• Texte fourni:

*****

Celle que vous croyez, de Camille Laurens
Ces rêves qui font désordre
Summertime résonne dans ma tête depuis le dernier cours de chant jazz.
La voix d'Ella Fitzgerald est sublime, tellement parfaite.
Dans la salle de bain, j'ai fait couler l'eau chaude dans la baignoire, mon corps dans l'eau, et j'ai rempli la pièce avec ma voix.
Dans l'appartement il n'y avait que moi.
Les voisins, je m'en fous.
J'ai chanté fort, jouant avec les vibrations, ouvrant plus ou moins les lèvres, remplissant ma bouche de voyelles.
C'était tellement bon.
Mon ancienne prof de chant me disait toujours d'imaginer une pomme dans ma bouche.
Mon ancienne prof de chant, une fois je lui ai dit que j'avais rêvé d'elle.
Dans mon rêve, elle m'avait mis des ailes dans le dos, et je pouvais désormais m'envoler.
C'est tellement ça, en fait.
Je suis dans la baignoire, mais en vrai, je vole.
(C'est juste un peu bruyant pour les voisins (hum)).
Je suis fatiguée.
Le week-end, les cours.
Samedi, un vieux copain m'a écrit un texto.
Il dit qu'il faut qu'on s'voie parce que ça fait une éternité qu'un tel évènement ne s'est pas produit.
J'étais entièrement d'accord.
Il n'était pas encore minuit, j'étais chez moi.
J'ai enfilé mes rollers et en 3 minutes j'étais dehors.
Dans le froid.
J'ai mis les mains sur mes oreilles pour garder mon cerveau à température ambiante.
Mon vieux copain était dans un bar et la première chose que j'ai vu c'était son grand sourire qui voulait capter mon regard.
Ensuite il a dit "aaaah t'es blonde !!!"
J'ai ri.
"T'es bronzée aussi !"
Non en fait j'étais surtout rouge d'avoir fait du roller dans ce froid piquant.
Il était avec 3 copains, dont un que j'avais déjà vu une ou deux fois et qui faisait comme si on était les meilleurs amis du monde (du calme petit).
Je leur ai tous fait la bise et j'me suis assise à côté de mon pote.
Là, on a fait un calcul sérieux, et on s'est rendu compte que ça faisait 10 mois qu'on s'était pas vu.
Pas mal ouai.
Lui, au collège c'était mon meilleur pote.
On s'lâchait plus.
Chez lui j'me sentais chez moi.

*****

• Extrait des données:
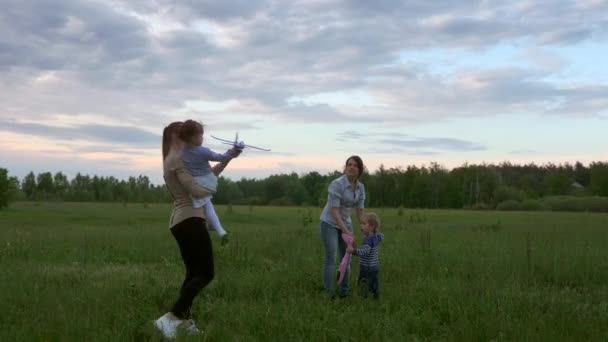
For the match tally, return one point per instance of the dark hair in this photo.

*****

• Consignes:
A - Traduisez en anglais cette phrase du récit sur le chant et les retrouvailles : « Mon ancienne prof de chant me disait toujours d'imaginer une pomme dans ma bouche. »
B - Reprenez le récit sur le chant et les retrouvailles juste après sa dernière phrase, puis poursuivez-le.

• Réponses attendues:
A - My former singing teacher always told me to imagine an apple in my mouth.

B -
Son chat c'était mon copain.
On apprenait à rouler des joins avec l'herbe de sa mère.
Qui était dégueu d'ailleurs, mais on le savait pas.
A la télé on regardait Nicky Larson.
On s'envoyait des mails, des lettres, des textos, on faisait du hors forfait.
Ma peluche de Crash Bicoot, c'était lui qui me l'avait eu dans une foire du trône, parce qu'il me connaissait trop bien.
On avait 15 ans.
Il me sourit, de son sourire toujours rempli de douceur.
Et ses yeux à demi-ouverts.
"Alors quoi d'neuf ?"
Tellement de choses !
On parle on parle on parle.
J'en oublie complètement ses potes.
Oups.
Alors par politesse je leur demande qui ils sont, d'où ils viennent, tout ça.
Et j'commande une pinte parce que ça donne soif de parler.
En tout, dans la soirée, on a changé 3 fois de bar.
Vers 3h, j'étais complètement bourrée.
Les amis de mon pote nous ont payés 50 milles verres.
Ils disaient "tu reprends la même chose que nous ?
Je disais "non c'est bon j'suis trop bourrée !"
Ils m'écoutaient pas.
Même les américains s'y sont mis.
Ils disaient "noooooooo you're not drunk ! What is your name ?"
"Aphone !"
"You see, you know your name. So, repeat after me : I'm Aphone, and i'm not drunk !"
Et j'explosais de rire et je buvais mes verres cul sec.
C'était tellement simple.
Je me souviens de très peu de choses cette soirée.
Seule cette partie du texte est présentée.